Provided text:
begin
But in the past 20 years or so, a reawakening has happened in the form of farm-to-table restaurants such as Spike Gjerde’s Woodberry Kitchen and plenty of others that rely on Southern cuisine. Many of the city’s more creative restaurants are found in unusual spots, such as in an old mill, museums or even an old auto body shop.

Situated in the heart of Federal Hill, Spoons is a bustling, family-friendly place, decorated with a wooden carousel horse, that serves enormous breakfast platters.

You must try Spoon's The Beast. Picture: Deborah Cogan.

Huevos rancheros: fried eggs served on top of a corn tortilla with black beans and salsa, also comes with a generous heap of home fries dotted with herbs. Other great options are cinnamon-roll pancakes with maple-coffee glaze; eggs Benedict; fried oysters and grits, featuring chicken-fried oysters, bacon, mushrooms, garlic, green onions and Old Mill cheesy grits; and something called the Beast, which includes a buttermilk biscuit, fried chicken, smoked bacon, American cheese, a fried egg and sausage gravy.

Tasty drinks include the café au lait, made with beans roasted in-house, and a Chinese breakfast tea. On a busy weekend morning, the no-reservations place fills fast.
end
Supplied material:
begin
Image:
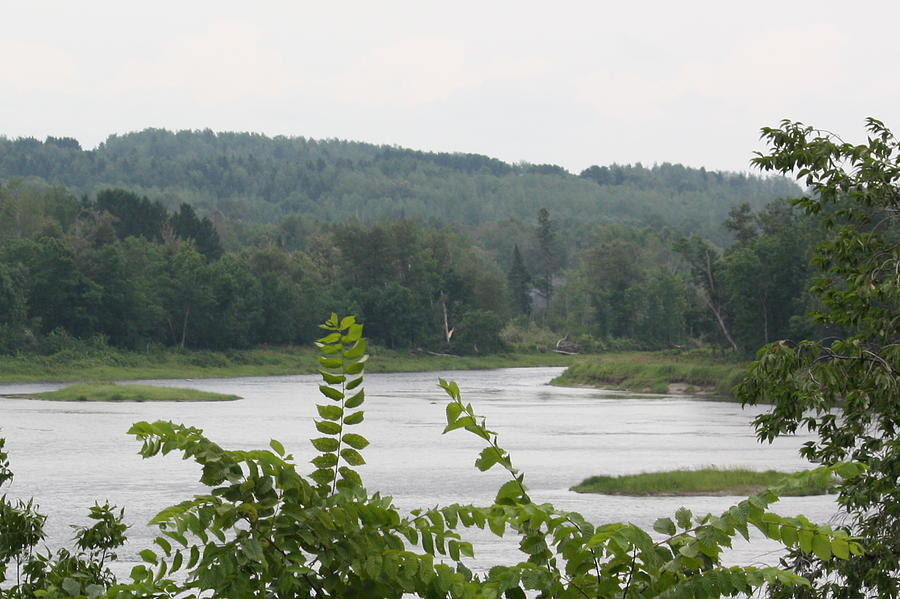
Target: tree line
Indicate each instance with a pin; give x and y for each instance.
(256, 179)
(124, 269)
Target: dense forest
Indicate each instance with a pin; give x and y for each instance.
(229, 240)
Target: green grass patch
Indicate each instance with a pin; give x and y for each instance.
(656, 372)
(112, 364)
(128, 392)
(704, 481)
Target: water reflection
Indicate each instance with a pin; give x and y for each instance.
(70, 455)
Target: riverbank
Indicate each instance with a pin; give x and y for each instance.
(656, 372)
(704, 481)
(128, 392)
(107, 364)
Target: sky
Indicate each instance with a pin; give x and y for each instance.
(567, 83)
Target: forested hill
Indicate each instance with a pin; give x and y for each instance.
(256, 178)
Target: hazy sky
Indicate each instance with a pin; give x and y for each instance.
(570, 83)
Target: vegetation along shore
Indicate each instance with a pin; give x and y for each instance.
(115, 364)
(101, 391)
(657, 372)
(703, 481)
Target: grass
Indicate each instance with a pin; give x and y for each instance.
(656, 372)
(111, 364)
(705, 481)
(129, 392)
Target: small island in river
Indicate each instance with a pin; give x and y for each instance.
(104, 391)
(704, 481)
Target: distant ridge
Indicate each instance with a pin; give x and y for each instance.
(255, 178)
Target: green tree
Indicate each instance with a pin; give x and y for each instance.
(549, 256)
(135, 216)
(845, 388)
(188, 226)
(520, 284)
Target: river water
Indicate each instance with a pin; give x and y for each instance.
end
Your task:
Answer these questions about the Spoons text:
1. In which neighborhood is Spoons situated?
2. What kind of biscuit does the Beast include?
3. Where are the beans for the café au lait roasted?
The data shown here were taken from a separate source.

Task solution:
1. Federal Hill
2. A buttermilk biscuit
3. In-house